Exercise prompt
Each record is to be transcribed exactly.

[Excerpts of location labeling data]

%%

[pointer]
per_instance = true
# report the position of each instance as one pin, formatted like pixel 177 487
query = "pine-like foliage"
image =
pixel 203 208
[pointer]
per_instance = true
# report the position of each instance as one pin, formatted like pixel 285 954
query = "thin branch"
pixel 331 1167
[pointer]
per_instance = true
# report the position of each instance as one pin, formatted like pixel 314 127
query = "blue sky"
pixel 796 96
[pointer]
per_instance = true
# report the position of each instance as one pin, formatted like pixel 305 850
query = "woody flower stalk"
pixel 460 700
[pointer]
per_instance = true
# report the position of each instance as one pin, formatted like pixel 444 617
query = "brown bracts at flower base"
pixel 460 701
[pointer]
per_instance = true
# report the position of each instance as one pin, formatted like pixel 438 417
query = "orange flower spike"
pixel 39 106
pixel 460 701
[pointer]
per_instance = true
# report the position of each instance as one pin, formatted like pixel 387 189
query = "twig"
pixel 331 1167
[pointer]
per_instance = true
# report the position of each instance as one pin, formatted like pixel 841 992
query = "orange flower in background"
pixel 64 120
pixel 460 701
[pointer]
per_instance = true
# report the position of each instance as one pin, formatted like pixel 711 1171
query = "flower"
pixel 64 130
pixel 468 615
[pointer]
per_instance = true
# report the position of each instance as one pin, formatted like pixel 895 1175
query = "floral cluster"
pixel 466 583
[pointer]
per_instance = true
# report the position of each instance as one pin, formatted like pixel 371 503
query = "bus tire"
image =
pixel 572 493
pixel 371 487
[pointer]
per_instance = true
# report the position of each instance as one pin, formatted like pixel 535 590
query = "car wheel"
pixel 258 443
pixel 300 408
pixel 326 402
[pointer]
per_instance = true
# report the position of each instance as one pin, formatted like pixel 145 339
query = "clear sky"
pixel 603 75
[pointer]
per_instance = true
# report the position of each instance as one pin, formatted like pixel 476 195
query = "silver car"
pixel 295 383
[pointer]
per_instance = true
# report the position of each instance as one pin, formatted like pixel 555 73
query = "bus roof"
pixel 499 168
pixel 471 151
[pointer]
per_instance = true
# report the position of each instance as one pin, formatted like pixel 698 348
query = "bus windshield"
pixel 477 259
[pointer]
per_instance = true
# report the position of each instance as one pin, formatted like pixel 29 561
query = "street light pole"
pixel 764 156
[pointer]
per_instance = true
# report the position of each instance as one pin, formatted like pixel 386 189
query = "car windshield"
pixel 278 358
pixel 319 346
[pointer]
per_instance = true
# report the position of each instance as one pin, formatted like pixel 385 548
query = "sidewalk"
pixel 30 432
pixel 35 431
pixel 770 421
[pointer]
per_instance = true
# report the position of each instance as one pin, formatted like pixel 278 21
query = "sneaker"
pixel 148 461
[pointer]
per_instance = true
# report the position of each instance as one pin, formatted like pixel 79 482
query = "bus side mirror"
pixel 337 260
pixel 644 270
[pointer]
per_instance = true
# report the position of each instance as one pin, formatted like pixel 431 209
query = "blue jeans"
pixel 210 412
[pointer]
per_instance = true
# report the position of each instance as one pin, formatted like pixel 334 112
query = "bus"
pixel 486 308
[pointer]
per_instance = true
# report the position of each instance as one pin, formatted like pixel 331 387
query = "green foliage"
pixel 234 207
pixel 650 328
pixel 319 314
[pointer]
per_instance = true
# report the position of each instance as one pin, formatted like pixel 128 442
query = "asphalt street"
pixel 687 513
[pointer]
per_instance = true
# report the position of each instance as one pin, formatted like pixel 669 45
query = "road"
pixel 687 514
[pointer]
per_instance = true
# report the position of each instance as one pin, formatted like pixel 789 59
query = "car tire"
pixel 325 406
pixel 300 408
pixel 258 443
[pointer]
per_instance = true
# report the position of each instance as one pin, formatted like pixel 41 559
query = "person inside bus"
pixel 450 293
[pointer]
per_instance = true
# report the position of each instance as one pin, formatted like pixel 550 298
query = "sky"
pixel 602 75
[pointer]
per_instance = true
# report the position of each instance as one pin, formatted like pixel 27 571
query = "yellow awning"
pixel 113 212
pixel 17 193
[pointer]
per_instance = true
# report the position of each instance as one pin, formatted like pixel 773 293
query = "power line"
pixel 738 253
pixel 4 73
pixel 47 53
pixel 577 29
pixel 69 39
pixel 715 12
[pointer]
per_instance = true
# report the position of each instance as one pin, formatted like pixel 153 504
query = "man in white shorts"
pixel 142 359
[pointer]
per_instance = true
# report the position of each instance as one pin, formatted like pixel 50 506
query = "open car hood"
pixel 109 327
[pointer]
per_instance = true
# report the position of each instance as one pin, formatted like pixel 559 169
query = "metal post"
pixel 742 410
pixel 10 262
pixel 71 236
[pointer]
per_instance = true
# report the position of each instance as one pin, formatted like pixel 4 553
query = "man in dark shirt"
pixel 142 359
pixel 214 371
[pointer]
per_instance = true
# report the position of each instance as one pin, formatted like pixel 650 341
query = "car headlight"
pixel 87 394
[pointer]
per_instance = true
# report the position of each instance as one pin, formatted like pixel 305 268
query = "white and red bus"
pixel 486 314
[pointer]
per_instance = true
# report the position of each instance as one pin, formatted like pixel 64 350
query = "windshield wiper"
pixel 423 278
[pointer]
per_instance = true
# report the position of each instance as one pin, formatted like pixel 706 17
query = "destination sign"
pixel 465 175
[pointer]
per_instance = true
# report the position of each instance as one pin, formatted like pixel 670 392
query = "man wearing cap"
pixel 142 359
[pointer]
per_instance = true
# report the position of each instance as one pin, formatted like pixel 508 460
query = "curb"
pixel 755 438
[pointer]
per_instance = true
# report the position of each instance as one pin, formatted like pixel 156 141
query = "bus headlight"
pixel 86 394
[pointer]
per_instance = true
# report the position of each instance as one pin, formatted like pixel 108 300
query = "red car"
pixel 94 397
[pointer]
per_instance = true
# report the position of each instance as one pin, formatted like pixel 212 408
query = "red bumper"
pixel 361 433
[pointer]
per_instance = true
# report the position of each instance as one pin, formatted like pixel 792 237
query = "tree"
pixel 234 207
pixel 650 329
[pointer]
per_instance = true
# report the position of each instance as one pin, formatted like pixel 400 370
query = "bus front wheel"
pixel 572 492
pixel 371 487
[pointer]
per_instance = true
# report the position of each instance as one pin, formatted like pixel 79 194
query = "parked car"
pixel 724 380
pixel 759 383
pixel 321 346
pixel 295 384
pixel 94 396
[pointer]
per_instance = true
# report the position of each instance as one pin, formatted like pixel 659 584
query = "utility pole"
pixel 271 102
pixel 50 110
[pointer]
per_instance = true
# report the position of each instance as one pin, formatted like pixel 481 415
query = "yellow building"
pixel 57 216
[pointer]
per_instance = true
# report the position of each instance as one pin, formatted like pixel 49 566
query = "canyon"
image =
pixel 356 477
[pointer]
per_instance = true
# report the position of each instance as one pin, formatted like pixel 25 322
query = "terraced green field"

%%

Written answer
[pointer]
per_instance = true
# report the position of each instance as one pin, formatted like pixel 177 487
query = "pine-like foliage"
image =
pixel 203 208
[pointer]
per_instance = true
# report the position of each instance as one pin, formatted like pixel 285 954
query = "thin branch"
pixel 331 1167
[pointer]
per_instance = true
# report the position of each instance as one pin, formatted like pixel 314 127
query = "blue sky"
pixel 796 96
[pointer]
per_instance = true
# report the position of each instance as one pin, formatted like pixel 305 850
query = "woody flower stalk"
pixel 460 700
[pointer]
per_instance = true
# report the position of each instance as one pin, formatted like pixel 444 617
query = "brown bracts at flower base"
pixel 460 701
[pointer]
per_instance = true
# report the position of each instance as one pin, formatted like pixel 438 417
query = "orange flower spike"
pixel 39 106
pixel 460 701
[pointer]
per_instance = true
# report the position of each instance as one pin, formatted like pixel 387 189
query = "twig"
pixel 331 1167
[pointer]
per_instance = true
# report the position of each instance as one pin, formatted like pixel 841 992
query = "orange flower in background"
pixel 64 120
pixel 460 701
[pointer]
per_instance = true
# report the position of each instance as one pin, formatted like pixel 711 1171
query = "flower"
pixel 64 130
pixel 468 615
[pointer]
per_instance = true
# report the position of each instance as one pin, formatted like pixel 895 1175
query = "floral cluster"
pixel 466 583
[pointer]
per_instance = true
# report the position of each instance as one pin, formatted like pixel 371 503
query = "bus tire"
image =
pixel 572 493
pixel 371 487
[pointer]
per_instance = true
# report the position of each instance as one pin, formatted like pixel 535 590
query = "car wheel"
pixel 258 443
pixel 300 408
pixel 326 402
[pointer]
per_instance = true
# report the position of each instance as one pin, formatted like pixel 145 339
query = "clear sky"
pixel 603 75
[pointer]
per_instance = true
# report the position of each instance as one pin, formatted like pixel 476 195
query = "silver car"
pixel 295 383
[pointer]
per_instance = true
# report the position of each instance as one pin, formatted like pixel 555 73
query = "bus roof"
pixel 499 168
pixel 471 151
[pointer]
per_instance = true
# report the position of each instance as one pin, formatted like pixel 698 348
query = "bus windshield"
pixel 477 259
[pointer]
per_instance = true
# report the position of each instance as one pin, formatted like pixel 29 561
query = "street light pole"
pixel 764 156
[pointer]
per_instance = true
# report the position of each instance as one pin, formatted like pixel 386 189
query = "car windshield"
pixel 278 358
pixel 319 346
[pointer]
per_instance = true
# report the position of each instance as one pin, formatted like pixel 385 548
query = "sidewalk"
pixel 30 432
pixel 35 431
pixel 770 421
[pointer]
per_instance = true
# report the position of each instance as one pin, formatted like pixel 278 21
query = "sneaker"
pixel 148 461
[pointer]
per_instance = true
# report the position of each instance as one pin, formatted like pixel 79 482
query = "bus side mirror"
pixel 337 260
pixel 644 270
[pointer]
per_instance = true
# report the position of each instance as one pin, formatted like pixel 431 209
query = "blue jeans"
pixel 210 412
[pointer]
per_instance = true
# report the position of each instance as one pin, formatted like pixel 334 112
query = "bus"
pixel 486 308
[pointer]
per_instance = true
# report the position of each instance as one pin, formatted like pixel 331 387
query = "green foliage"
pixel 234 207
pixel 650 328
pixel 319 314
[pointer]
per_instance = true
# report the position of each instance as one pin, formatted like pixel 128 442
query = "asphalt street"
pixel 687 513
[pointer]
per_instance = true
# report the position of each instance as one pin, formatted like pixel 669 45
query = "road"
pixel 687 514
[pointer]
per_instance = true
# report the position of each instance as one pin, formatted like pixel 789 59
query = "car tire"
pixel 325 406
pixel 300 408
pixel 258 443
[pointer]
per_instance = true
# report the position of each instance as one pin, formatted like pixel 41 559
query = "person inside bus"
pixel 450 293
[pointer]
per_instance = true
# report the position of each instance as one pin, formatted like pixel 550 298
query = "sky"
pixel 602 75
[pointer]
per_instance = true
# report the position of each instance as one pin, formatted like pixel 27 571
query = "yellow awning"
pixel 113 212
pixel 17 193
[pointer]
per_instance = true
# report the position of each instance as one pin, formatted like pixel 773 293
query = "power line"
pixel 738 253
pixel 4 73
pixel 47 53
pixel 577 29
pixel 69 39
pixel 715 12
[pointer]
per_instance = true
# report the position of each instance as one pin, formatted like pixel 153 504
query = "man in white shorts"
pixel 142 359
[pointer]
per_instance = true
# report the position of each instance as one pin, formatted like pixel 50 506
query = "open car hood"
pixel 109 327
[pointer]
per_instance = true
# report the position of each instance as one pin, formatted like pixel 559 169
query = "metal post"
pixel 742 410
pixel 10 262
pixel 71 236
[pointer]
per_instance = true
# report the position of each instance as one pin, formatted like pixel 4 553
query = "man in dark shirt"
pixel 142 359
pixel 214 371
[pointer]
per_instance = true
# report the position of each instance as one pin, formatted like pixel 650 341
query = "car headlight"
pixel 87 394
[pointer]
per_instance = true
# report the position of each instance as one pin, formatted like pixel 305 268
query = "white and red bus"
pixel 486 314
[pointer]
per_instance = true
# report the position of each instance as one pin, formatted like pixel 64 350
query = "windshield wiper"
pixel 423 278
[pointer]
per_instance = true
# report the position of each instance as one pin, formatted like pixel 706 17
query = "destination sign"
pixel 465 175
[pointer]
per_instance = true
# report the position of each instance as one pin, formatted like pixel 670 392
query = "man wearing cap"
pixel 142 359
[pointer]
per_instance = true
# report the position of each instance as one pin, formatted like pixel 508 460
query = "curb"
pixel 755 438
[pointer]
per_instance = true
# report the position of each instance as one pin, formatted like pixel 156 141
query = "bus headlight"
pixel 86 394
[pointer]
per_instance = true
# report the position of each instance as one pin, formatted like pixel 108 300
query = "red car"
pixel 94 397
[pointer]
per_instance = true
# report the position of each instance as one pin, formatted like pixel 212 408
query = "red bumper"
pixel 361 433
[pointer]
per_instance = true
# report the position of each instance as one pin, formatted like pixel 792 237
query = "tree"
pixel 234 207
pixel 650 329
[pointer]
per_instance = true
# report the position of each instance as one pin, formatted like pixel 400 370
query = "bus front wheel"
pixel 572 492
pixel 371 487
[pointer]
per_instance = true
# report the position of each instance as one pin, formatted like pixel 79 194
query = "parked car"
pixel 724 380
pixel 759 383
pixel 321 346
pixel 295 384
pixel 94 396
[pointer]
per_instance = true
# report the position of each instance as one pin, formatted like pixel 659 584
query = "utility pole"
pixel 271 102
pixel 50 110
[pointer]
per_instance = true
# report the position of each instance as one pin, formatted like pixel 481 415
query = "yellow building"
pixel 57 216
[pointer]
per_instance = true
# report the position of each instance as one pin, formatted like pixel 49 566
query = "canyon"
image =
pixel 356 477
[pointer]
per_instance = true
# report the position of each instance as one pin, formatted like pixel 25 322
query = "terraced green field"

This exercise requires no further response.